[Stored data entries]
++++
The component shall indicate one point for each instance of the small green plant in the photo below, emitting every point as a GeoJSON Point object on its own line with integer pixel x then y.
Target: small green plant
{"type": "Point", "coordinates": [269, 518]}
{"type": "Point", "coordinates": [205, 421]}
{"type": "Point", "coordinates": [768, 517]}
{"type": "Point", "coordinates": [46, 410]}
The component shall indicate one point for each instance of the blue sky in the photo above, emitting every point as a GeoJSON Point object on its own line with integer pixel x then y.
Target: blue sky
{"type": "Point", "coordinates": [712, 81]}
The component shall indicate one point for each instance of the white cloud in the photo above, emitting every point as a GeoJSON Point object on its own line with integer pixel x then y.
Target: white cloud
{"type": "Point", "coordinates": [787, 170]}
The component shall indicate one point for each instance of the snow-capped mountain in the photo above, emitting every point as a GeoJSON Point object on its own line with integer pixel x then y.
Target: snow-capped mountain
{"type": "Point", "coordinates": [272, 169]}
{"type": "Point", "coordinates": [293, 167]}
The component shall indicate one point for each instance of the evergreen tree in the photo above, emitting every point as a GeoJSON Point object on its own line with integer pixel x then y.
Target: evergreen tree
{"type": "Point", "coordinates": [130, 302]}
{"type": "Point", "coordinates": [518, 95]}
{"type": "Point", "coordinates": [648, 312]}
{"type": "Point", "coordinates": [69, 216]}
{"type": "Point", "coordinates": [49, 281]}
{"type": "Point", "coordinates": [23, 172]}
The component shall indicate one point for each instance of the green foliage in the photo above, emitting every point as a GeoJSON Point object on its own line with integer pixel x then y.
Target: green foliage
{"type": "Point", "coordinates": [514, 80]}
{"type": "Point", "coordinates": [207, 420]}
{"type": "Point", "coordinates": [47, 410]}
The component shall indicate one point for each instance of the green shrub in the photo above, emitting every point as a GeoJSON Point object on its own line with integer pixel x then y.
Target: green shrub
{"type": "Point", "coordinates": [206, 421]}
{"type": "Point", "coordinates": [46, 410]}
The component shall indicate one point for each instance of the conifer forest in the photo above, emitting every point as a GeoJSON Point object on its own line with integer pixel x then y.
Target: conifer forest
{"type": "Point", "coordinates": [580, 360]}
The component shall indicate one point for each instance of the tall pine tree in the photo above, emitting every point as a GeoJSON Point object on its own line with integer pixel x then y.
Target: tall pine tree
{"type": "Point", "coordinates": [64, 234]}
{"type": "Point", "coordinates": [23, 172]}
++++
● Work item
Please quote the data above in full, with no line missing.

● Response to the exercise
The component shall indicate one point for each instance of the small green plant in the photo below, emitting every point as a GeoJSON Point object on its own line with integer pixel x then y.
Target: small green plant
{"type": "Point", "coordinates": [269, 518]}
{"type": "Point", "coordinates": [205, 421]}
{"type": "Point", "coordinates": [768, 517]}
{"type": "Point", "coordinates": [46, 410]}
The component shall indicate one point for each instance of the blue sky in the photo above, emitting every point as a GeoJSON Point object on its own line with integer pixel x then y.
Target: blue sky
{"type": "Point", "coordinates": [712, 81]}
The component shall indicate one point for each instance of the white cloud in the photo above, emitting every point as a GeoJSON Point object on its own line with integer pixel x then y.
Target: white cloud
{"type": "Point", "coordinates": [787, 170]}
The component shall indicate one point for each instance of the snow-capped mountain in the photo above, emitting every point as a GeoJSON Point object on its own line with integer pixel x then y.
Target: snow-capped mountain
{"type": "Point", "coordinates": [272, 169]}
{"type": "Point", "coordinates": [293, 167]}
The component shall indicate one point for each instance of the evergreen tree in the photo above, emitting every point as a GeoJSON Point object on its own line with integer pixel x then y.
Target: evergreen tree
{"type": "Point", "coordinates": [130, 302]}
{"type": "Point", "coordinates": [518, 95]}
{"type": "Point", "coordinates": [648, 312]}
{"type": "Point", "coordinates": [69, 216]}
{"type": "Point", "coordinates": [49, 281]}
{"type": "Point", "coordinates": [23, 172]}
The component shall indicate one point for each instance of the green foliage in the photo above, emitting every point as a GeoJSON Point object on its own line with integer pixel x then y.
Target: green foliage
{"type": "Point", "coordinates": [514, 80]}
{"type": "Point", "coordinates": [207, 420]}
{"type": "Point", "coordinates": [47, 410]}
The component shall indicate one point for each instance of the green shrub in the photo above, emitting every point as a GeoJSON Point object on its own line with integer pixel x then y.
Target: green shrub
{"type": "Point", "coordinates": [206, 421]}
{"type": "Point", "coordinates": [46, 410]}
The component shall indicate one point for each instance of the conifer forest in the photo above, emitting every point as a GeoJSON Point object on its own line with integer pixel x then y.
Target: conifer forest
{"type": "Point", "coordinates": [580, 360]}
The component shall indicate one point for each instance of the tall pine tree in the photo above, emitting every point as a GeoJSON Point object on its own line with integer pixel x then y.
Target: tall pine tree
{"type": "Point", "coordinates": [64, 234]}
{"type": "Point", "coordinates": [23, 172]}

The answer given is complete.